Working with doctors Working for patients

The principles of confidentiality

28. Confidentiality is central to the trust between doctors and patients and an essential part of good care. Without assurances about confidentiality, children and young people, as well as adults, may be reluctant to get medical attention or to give doctors the information they need to provide good care.

29. Teenagers may be particularly concerned about keeping confidential information from their parents, schools, children’s services, the police and other statutory agencies. Young people, parents and other adults receiving psychiatric care, and other vulnerable people might have similarly increased concerns about sharing confidential information.

30. But sharing information appropriately is essential to providing safe, effective care, both for the individual and for the wider community. It is also at the heart of effective child protection. It is vital that all doctors have the confidence to act on their concerns about the possible abuse or neglect of a child or young person.

Segmentation mask data:
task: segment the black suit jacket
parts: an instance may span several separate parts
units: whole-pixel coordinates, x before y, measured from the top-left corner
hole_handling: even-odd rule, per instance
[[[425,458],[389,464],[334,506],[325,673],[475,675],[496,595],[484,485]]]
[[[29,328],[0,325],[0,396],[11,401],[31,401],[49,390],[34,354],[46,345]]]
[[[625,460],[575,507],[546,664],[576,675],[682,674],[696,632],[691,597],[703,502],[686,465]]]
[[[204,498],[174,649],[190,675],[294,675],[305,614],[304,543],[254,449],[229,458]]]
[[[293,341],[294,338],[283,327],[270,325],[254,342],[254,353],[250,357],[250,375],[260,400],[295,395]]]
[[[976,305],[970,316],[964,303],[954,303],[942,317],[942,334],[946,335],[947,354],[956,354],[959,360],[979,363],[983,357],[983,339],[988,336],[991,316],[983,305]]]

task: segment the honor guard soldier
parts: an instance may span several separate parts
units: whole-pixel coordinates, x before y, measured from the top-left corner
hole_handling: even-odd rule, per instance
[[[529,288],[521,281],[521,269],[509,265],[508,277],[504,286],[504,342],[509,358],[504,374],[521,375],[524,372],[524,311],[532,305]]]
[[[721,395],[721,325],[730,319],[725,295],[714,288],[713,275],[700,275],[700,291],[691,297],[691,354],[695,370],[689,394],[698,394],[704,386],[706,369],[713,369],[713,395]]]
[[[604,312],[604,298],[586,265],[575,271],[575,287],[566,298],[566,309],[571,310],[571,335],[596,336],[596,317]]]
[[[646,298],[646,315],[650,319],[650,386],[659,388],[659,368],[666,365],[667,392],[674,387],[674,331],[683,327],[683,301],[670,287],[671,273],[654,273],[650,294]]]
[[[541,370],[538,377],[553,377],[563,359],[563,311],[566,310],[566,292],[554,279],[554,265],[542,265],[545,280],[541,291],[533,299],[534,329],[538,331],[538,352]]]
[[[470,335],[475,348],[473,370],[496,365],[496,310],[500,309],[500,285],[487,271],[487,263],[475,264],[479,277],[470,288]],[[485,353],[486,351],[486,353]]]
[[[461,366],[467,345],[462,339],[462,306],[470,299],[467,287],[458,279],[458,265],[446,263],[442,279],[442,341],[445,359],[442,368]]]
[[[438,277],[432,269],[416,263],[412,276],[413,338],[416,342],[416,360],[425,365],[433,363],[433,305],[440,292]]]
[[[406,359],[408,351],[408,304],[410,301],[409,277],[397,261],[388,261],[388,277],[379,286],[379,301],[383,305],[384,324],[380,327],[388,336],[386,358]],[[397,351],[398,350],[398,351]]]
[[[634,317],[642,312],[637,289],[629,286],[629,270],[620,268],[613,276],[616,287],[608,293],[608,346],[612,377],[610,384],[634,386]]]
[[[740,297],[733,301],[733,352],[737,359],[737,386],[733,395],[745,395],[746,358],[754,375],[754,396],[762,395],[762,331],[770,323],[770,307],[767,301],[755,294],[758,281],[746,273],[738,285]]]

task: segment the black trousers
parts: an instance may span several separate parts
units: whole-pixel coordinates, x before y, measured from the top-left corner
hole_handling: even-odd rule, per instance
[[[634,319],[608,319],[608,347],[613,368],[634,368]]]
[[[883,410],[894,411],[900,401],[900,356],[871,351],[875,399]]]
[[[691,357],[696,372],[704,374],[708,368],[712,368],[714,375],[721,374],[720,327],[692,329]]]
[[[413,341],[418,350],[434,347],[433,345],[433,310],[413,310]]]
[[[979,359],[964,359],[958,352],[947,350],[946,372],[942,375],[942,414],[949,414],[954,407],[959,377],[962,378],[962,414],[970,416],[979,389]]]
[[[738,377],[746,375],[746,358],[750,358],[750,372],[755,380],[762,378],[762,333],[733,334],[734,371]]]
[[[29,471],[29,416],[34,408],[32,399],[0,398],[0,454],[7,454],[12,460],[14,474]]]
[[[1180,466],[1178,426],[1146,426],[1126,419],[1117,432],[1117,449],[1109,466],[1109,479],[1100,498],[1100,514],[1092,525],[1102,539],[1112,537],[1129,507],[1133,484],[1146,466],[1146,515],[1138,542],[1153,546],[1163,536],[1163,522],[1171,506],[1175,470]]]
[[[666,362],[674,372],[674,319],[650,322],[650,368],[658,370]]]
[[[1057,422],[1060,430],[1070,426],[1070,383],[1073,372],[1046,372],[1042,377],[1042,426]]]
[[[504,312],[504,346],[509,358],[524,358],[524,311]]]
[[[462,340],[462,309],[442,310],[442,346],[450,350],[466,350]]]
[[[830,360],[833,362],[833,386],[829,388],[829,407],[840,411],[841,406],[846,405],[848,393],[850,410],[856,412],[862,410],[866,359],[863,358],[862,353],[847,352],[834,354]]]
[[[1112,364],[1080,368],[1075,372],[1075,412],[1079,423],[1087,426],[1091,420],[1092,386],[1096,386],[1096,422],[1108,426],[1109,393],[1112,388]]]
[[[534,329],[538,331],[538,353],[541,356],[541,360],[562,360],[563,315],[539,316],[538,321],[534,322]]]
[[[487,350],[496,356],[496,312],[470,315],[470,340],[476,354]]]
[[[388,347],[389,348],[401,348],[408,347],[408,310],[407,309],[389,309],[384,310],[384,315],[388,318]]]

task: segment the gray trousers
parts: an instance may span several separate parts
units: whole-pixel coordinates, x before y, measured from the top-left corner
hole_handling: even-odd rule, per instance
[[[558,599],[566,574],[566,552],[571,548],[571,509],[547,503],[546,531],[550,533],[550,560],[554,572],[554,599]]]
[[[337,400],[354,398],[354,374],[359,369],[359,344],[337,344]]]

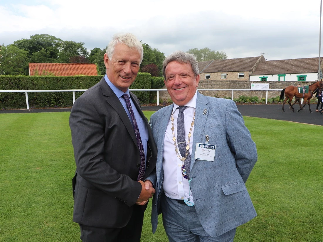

Study questions:
[1] In the confidentiality guidance, rewrite the paragraph beginning "But sharing information appropriately" as a short bulleted list that keeps its main points.
[2] Carry on writing the confidentiality guidance from its last sentence, in the same style.

Responses for each task:
[1]
- Sharing information appropriately is essential to safe, effective care, both for the individual and for the wider community.
- It is at the heart of effective child protection.
- All doctors must have the confidence to act on concerns about the possible abuse or neglect of a child or young person.

[2]
31. Confidentiality is not an absolute duty.9 You can share confidential information about a person if any of the following apply.

a. You must do so by law19 or in response to a court order.20

b. The person the information relates to has given you their consent to share the information (or a person with parental responsibility has given consent if the information is about a child who does not have the capacity to give consent).21

c. It is justified in the public interest – for example, if the benefits to a child or young person that will arise from sharing the information outweigh both the public and the individual’s interest in keeping the information confidential.